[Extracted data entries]
-*-*-
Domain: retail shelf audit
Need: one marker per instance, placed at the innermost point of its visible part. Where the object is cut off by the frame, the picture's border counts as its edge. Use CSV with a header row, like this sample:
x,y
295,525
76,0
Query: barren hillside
-*-*-
Your objective: Nothing but the lines from the one with "Need: one marker" through the last line of the records above should be retyped, and those word for word.

Result:
Need: one marker per instance, placed at the innermost point of its visible part. Where the object is cut off by the frame, the picture's border counts as its edge. Use CSV with a header row, like this sample:
x,y
295,525
76,0
Query: barren hillside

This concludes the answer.